| Direction 1 |
Retype the part of the relay board text below, starting with "This board contains" and going on through "LED (20mA) combined.".
--*--
This board contains the relay, transistor, and activation LED. The board requires 5V and GND to operate. A control pin controls whether the relay is 'closed' (allows high power to flow) or 'open' (paddle's default state of disconnected).

The control board is fairly straight forward. The coil within the relay requires up to 80mA. This is more than a GPIO pin can handle (20mA by default) so we use NPN transistor as a controllable connection to ground. The NPN transistor can handle up to a 200mA which is more than the coil (80mA) and the LED (20mA) combined.

When the 'RELAY' pin (aka CTRL) goes high, the NPN transistor connects to ground sending current through the coil (activating the relay) and through the LED (turning the activation LED on). R1 pulls the 'RELAY' pin to ground so if anything goes haywire the relay will remain in the safe, off position.

Note: The 1N4148 diode is connected in a odd fashion for a reason. This is placed between power and ground in a reverse fashion. When the coil of the relay is de-activated, it acts like an inductor, trying to suppress current change. This can cause some havoc on the 5V power rail. When this happens, the 1N4148 will forward bias causing the current stored in the coil to flow happily back to the 5V rail protecting the power supply and the near-by parts.

The Build

Take that beautiful extension cord and cut off the female connector about 6" from the female end.
A male US power plug next to the cut off end of the extension cord

This should leave leave a few feet of extension cord between the part that plugs into the wall (male end) and the bare, exposed, recently cut-off end of the extension cord. Don't plug it in!

Note: A two-wire extension cord will not work correctly. Notice we are using thick, three-wire circular extension cord. This extra wire is the ground return and allows the GFCI to operate correctly.

Using a meter set to continuity, check that the ground pin (the round one) is indeed connected to the green ground wire.  I've seen a few extension cords with non-standard colors.

Use a wire stripper or an exacto-knife to remove about 6" of the sheath from the extension cord. You should find three wires - black, white and green.

Use wire strippers to strip the three wires individually about 1". I twist the ends of the wires to combine the strands of the wires together in preparation for soldering.

Sometimes the roll of solder can be used as a third hand.
--*--
| Direction 2 |
In the entries below, find each line that contains the word "window" and copy all of those lines.
--*--
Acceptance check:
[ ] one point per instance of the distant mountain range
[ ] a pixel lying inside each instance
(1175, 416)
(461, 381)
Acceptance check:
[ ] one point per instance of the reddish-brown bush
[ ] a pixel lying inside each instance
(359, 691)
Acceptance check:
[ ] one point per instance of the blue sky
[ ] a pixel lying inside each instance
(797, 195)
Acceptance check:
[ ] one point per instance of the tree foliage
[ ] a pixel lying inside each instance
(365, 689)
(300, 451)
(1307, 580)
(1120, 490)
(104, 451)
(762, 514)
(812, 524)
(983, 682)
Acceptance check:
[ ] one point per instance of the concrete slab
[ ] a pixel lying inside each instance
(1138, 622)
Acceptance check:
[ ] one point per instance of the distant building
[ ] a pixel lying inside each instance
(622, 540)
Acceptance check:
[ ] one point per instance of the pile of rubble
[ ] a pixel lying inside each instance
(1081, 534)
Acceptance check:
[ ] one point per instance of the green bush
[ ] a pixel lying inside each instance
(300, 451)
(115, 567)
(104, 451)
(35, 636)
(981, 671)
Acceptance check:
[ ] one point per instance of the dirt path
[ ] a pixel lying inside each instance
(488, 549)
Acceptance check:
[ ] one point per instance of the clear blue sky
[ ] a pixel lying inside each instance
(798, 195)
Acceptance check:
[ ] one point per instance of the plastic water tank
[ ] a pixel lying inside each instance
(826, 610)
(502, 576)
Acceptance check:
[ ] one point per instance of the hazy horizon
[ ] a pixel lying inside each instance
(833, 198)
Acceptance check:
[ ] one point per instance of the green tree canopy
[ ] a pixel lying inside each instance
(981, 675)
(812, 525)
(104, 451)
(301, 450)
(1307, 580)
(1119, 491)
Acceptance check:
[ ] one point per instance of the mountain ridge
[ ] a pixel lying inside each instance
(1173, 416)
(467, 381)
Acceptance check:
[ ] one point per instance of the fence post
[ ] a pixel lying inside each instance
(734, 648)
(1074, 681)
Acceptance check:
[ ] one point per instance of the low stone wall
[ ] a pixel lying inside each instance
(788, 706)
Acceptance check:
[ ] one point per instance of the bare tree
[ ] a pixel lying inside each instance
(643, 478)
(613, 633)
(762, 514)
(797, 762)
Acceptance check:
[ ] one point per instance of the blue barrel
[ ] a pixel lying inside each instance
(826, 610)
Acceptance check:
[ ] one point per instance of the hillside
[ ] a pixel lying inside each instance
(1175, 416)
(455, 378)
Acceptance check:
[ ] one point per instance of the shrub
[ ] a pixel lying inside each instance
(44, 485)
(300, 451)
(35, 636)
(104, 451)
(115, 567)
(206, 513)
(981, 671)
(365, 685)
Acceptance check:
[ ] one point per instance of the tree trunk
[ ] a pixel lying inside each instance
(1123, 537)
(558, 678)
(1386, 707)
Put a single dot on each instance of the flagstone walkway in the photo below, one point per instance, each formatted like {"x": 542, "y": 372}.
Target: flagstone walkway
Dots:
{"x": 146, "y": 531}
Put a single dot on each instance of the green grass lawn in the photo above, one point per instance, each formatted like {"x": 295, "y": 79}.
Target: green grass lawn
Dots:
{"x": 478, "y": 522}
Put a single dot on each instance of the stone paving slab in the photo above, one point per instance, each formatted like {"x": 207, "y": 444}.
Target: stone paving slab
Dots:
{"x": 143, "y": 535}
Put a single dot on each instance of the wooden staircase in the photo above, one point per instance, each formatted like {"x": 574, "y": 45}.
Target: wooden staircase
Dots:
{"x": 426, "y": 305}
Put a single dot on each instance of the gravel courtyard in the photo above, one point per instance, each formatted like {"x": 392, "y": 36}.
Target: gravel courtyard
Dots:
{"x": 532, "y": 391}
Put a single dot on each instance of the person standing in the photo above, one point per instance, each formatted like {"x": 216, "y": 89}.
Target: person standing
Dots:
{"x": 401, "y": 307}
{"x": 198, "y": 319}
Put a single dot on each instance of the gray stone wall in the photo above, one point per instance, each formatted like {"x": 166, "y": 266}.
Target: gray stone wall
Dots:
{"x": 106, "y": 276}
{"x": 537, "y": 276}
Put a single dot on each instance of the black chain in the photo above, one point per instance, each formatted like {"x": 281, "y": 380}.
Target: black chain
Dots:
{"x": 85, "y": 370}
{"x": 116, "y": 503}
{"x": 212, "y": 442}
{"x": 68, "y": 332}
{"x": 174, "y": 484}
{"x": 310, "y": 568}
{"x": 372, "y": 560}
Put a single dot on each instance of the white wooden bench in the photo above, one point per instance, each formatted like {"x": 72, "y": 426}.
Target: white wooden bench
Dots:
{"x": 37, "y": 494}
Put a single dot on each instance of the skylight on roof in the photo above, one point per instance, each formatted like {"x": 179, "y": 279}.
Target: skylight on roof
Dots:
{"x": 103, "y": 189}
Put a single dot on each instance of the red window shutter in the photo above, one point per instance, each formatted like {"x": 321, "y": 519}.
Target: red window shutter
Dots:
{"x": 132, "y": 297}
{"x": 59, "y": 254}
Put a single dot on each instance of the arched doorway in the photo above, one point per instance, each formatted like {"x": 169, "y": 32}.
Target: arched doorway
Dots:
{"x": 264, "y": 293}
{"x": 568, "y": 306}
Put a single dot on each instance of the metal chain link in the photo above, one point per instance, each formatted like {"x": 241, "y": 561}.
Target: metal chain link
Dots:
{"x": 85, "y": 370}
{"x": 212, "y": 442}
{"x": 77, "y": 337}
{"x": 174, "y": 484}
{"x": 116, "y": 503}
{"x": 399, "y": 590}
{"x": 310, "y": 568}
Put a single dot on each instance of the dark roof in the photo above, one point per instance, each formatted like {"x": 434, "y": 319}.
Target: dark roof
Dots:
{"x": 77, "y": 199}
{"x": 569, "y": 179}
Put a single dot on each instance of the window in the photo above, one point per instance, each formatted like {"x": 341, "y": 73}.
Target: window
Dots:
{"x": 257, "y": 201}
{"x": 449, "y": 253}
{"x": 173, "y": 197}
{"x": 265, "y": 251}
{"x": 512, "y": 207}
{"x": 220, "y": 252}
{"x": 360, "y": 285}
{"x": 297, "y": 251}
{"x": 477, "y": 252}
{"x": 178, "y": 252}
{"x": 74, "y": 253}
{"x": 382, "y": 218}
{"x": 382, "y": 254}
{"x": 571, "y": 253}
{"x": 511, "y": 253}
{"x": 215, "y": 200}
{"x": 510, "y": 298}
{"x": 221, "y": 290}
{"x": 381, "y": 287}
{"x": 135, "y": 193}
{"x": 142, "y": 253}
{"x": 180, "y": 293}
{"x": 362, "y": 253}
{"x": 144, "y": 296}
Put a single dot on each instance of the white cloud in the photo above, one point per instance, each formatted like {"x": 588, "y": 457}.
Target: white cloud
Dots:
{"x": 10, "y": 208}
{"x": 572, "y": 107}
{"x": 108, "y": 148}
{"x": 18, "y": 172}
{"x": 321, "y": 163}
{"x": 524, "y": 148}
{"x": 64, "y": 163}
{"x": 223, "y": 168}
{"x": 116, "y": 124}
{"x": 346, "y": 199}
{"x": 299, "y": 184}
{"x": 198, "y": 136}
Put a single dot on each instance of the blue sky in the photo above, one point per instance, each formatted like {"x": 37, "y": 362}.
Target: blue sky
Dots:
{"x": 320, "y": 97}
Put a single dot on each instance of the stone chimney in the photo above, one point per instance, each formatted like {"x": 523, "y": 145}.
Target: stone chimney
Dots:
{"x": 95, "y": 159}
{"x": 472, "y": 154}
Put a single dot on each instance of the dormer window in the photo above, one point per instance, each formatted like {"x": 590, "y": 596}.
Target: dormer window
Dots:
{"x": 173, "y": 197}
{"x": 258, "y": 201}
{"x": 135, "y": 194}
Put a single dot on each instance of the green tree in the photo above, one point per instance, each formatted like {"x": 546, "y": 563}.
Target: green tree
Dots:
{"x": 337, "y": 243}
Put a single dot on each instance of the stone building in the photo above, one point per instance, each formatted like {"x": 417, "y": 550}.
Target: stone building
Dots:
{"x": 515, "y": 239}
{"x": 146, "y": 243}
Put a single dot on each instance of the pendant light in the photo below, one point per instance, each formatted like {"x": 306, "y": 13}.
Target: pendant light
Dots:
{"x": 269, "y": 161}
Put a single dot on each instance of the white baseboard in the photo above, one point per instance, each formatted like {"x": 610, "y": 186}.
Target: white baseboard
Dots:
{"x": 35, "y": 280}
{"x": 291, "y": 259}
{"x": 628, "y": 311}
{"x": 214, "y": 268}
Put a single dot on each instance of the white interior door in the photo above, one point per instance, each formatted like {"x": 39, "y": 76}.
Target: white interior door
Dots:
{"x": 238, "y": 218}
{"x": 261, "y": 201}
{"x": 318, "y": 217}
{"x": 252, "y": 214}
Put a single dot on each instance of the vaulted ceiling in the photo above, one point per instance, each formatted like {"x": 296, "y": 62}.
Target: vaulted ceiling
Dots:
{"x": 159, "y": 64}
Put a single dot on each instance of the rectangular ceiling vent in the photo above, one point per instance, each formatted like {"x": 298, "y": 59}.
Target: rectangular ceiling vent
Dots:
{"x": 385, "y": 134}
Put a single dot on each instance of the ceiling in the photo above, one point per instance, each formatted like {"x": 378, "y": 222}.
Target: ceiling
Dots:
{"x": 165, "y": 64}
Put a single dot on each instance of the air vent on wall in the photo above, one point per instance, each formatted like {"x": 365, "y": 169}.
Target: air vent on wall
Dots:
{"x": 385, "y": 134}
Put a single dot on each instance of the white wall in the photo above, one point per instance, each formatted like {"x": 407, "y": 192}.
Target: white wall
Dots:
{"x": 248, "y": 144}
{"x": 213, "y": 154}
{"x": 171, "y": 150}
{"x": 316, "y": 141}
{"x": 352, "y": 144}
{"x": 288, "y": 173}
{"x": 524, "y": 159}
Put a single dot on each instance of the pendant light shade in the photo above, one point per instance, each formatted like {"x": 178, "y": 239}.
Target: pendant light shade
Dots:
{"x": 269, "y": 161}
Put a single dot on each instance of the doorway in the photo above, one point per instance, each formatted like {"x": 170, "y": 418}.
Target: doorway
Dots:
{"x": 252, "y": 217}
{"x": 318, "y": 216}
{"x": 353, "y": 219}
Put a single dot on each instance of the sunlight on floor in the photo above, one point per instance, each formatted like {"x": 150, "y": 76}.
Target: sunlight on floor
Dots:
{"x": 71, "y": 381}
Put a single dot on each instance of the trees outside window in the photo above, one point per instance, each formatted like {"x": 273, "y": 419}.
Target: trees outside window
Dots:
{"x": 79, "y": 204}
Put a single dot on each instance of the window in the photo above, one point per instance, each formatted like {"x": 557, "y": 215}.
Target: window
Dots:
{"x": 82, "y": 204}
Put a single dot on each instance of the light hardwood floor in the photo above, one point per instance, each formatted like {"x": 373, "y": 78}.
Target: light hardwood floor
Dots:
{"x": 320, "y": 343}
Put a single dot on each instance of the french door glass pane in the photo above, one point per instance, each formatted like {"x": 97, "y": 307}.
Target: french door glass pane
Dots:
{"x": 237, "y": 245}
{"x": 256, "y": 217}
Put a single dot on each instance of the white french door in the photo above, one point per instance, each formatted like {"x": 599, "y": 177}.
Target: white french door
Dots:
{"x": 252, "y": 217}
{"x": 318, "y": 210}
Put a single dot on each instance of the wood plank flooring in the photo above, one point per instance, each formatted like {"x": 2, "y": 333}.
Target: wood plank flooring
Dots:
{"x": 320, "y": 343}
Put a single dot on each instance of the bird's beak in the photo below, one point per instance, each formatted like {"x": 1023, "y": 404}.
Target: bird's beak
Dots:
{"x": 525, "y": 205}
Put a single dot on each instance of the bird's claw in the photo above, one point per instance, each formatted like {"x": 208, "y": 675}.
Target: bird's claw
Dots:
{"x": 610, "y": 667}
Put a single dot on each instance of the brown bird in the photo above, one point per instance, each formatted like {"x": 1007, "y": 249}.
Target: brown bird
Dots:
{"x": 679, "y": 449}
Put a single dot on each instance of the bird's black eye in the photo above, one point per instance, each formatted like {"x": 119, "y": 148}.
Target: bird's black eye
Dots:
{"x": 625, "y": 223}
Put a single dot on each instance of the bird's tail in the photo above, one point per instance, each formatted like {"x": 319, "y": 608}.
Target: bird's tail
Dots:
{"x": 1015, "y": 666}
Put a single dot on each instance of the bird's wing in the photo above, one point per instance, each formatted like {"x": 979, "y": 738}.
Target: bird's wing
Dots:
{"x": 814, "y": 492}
--*--
| Result 1 |
This board contains the relay, transistor, and activation LED. The board requires 5V and GND to operate. A control pin controls whether the relay is 'closed' (allows high power to flow) or 'open' (paddle's default state of disconnected).

The control board is fairly straight forward. The coil within the relay requires up to 80mA. This is more than a GPIO pin can handle (20mA by default) so we use NPN transistor as a controllable connection to ground. The NPN transistor can handle up to a 200mA which is more than the coil (80mA) and the LED (20mA) combined.

| Result 2 |
Put a single dot on each instance of the red window shutter in the photo above, one point per instance, each formatted like {"x": 321, "y": 519}.
Target: red window shutter
Put a single dot on each instance of the window in the photo above, one point per instance, each formatted like {"x": 341, "y": 73}.
Target: window
Put a single dot on each instance of the dormer window in the photo above, one point per instance, each formatted like {"x": 590, "y": 596}.
Target: dormer window
Put a single dot on each instance of the trees outside window in the photo above, one point per instance, each formatted like {"x": 273, "y": 419}.
Target: trees outside window
Put a single dot on each instance of the window in the photo above, one point per instance, each formatted like {"x": 557, "y": 215}.
Target: window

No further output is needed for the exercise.